▶ [TASK PROMPT]: Which lines in the records below contain the string "surfboard"? Copy out each of those lines.

▶ [GIVEN RECORDS]:

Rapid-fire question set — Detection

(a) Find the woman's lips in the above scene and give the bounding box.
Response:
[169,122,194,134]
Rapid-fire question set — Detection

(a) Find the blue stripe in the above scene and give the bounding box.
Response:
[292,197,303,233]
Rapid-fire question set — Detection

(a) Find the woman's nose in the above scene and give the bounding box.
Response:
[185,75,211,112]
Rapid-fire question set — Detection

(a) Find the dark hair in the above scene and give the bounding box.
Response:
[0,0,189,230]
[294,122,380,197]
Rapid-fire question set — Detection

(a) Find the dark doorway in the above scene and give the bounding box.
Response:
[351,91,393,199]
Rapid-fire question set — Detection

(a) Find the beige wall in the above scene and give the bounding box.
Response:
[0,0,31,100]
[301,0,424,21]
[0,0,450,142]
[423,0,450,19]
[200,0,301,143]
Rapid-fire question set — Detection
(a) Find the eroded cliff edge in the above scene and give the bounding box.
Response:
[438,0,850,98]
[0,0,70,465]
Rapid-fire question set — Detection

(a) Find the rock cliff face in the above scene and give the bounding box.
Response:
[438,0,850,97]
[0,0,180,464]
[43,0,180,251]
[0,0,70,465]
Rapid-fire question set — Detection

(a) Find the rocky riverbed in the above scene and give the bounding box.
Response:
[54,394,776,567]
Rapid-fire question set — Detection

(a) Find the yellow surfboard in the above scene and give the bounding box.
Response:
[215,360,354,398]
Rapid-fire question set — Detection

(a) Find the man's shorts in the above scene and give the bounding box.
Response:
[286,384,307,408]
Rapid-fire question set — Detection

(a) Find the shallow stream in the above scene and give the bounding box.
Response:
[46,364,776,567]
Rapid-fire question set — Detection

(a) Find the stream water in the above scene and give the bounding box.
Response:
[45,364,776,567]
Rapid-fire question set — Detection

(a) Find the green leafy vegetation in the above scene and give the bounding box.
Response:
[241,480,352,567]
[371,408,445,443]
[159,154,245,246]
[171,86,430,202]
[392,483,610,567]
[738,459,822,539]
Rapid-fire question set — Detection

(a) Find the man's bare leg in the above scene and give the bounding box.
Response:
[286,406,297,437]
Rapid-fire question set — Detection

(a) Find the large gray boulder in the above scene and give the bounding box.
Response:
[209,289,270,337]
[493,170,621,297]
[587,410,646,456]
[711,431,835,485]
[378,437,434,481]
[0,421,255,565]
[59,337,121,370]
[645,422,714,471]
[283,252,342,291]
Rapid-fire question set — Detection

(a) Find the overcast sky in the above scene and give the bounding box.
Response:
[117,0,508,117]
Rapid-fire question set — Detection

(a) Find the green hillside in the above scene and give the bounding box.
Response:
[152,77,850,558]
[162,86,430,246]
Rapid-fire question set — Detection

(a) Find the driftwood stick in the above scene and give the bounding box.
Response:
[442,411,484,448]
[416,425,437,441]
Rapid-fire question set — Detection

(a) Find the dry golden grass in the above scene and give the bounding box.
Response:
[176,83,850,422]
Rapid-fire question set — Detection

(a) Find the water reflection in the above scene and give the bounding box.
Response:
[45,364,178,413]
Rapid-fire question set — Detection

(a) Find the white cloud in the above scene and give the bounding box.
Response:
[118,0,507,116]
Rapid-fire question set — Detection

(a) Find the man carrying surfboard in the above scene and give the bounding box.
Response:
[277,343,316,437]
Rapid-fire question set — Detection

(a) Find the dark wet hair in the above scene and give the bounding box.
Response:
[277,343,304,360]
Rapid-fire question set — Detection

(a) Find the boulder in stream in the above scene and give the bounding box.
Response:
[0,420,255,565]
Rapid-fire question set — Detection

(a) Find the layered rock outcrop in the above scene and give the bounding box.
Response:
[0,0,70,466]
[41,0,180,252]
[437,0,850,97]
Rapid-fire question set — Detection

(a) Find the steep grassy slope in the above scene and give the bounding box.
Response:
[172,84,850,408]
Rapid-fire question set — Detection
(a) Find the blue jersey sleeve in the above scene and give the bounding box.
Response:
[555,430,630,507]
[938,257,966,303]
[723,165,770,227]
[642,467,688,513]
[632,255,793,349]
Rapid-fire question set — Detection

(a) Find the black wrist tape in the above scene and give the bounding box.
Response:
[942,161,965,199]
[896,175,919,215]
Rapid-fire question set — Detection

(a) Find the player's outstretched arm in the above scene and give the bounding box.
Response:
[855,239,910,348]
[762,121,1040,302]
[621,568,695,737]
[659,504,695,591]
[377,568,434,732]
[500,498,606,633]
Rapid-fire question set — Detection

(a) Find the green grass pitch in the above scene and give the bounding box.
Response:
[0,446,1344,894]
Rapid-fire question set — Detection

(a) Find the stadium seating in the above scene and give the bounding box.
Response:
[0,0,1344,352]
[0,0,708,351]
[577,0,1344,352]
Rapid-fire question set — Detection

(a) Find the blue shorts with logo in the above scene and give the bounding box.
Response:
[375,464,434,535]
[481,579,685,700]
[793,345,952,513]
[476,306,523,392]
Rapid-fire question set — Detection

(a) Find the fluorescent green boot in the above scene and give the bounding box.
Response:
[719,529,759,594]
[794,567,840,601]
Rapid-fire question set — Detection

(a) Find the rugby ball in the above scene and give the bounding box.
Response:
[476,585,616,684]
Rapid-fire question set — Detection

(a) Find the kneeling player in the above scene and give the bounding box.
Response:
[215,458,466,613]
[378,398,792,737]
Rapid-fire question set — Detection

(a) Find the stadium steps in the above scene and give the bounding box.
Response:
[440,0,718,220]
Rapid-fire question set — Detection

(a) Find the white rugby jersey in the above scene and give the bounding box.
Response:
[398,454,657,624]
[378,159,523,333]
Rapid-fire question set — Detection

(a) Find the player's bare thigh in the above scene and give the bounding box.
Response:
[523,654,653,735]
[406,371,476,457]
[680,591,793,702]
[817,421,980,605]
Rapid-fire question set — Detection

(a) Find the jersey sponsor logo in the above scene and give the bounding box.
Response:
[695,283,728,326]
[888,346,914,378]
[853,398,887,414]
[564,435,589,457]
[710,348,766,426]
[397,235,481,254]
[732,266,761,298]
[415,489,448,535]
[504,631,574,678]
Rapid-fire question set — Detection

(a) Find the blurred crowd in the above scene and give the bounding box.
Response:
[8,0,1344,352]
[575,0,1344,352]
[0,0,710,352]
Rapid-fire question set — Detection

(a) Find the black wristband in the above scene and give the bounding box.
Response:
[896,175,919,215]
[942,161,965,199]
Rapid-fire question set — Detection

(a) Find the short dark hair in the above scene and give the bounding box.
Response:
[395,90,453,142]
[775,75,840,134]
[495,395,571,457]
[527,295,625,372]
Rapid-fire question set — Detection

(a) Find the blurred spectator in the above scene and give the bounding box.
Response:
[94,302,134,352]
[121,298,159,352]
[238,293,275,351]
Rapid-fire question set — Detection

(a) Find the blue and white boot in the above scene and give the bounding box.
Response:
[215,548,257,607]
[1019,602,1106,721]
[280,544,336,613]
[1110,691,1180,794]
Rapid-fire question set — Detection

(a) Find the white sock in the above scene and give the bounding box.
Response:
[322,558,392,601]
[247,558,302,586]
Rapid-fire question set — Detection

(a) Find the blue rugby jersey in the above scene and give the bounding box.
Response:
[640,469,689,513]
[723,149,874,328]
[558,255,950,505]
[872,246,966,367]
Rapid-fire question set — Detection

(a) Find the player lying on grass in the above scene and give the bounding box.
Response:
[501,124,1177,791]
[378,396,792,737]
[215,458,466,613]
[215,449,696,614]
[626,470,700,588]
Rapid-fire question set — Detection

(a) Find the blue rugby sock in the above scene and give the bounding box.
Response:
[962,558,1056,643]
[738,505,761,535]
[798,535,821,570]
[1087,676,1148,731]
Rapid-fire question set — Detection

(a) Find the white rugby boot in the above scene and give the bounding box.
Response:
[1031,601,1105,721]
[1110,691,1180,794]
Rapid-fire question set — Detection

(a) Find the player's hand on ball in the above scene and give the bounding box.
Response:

▶ [EXERCISE ANSWER]:
(a) Find the yellow surfboard in the above scene and give the bounding box.
(a) Find the man carrying surfboard in the above scene and give the bounding box.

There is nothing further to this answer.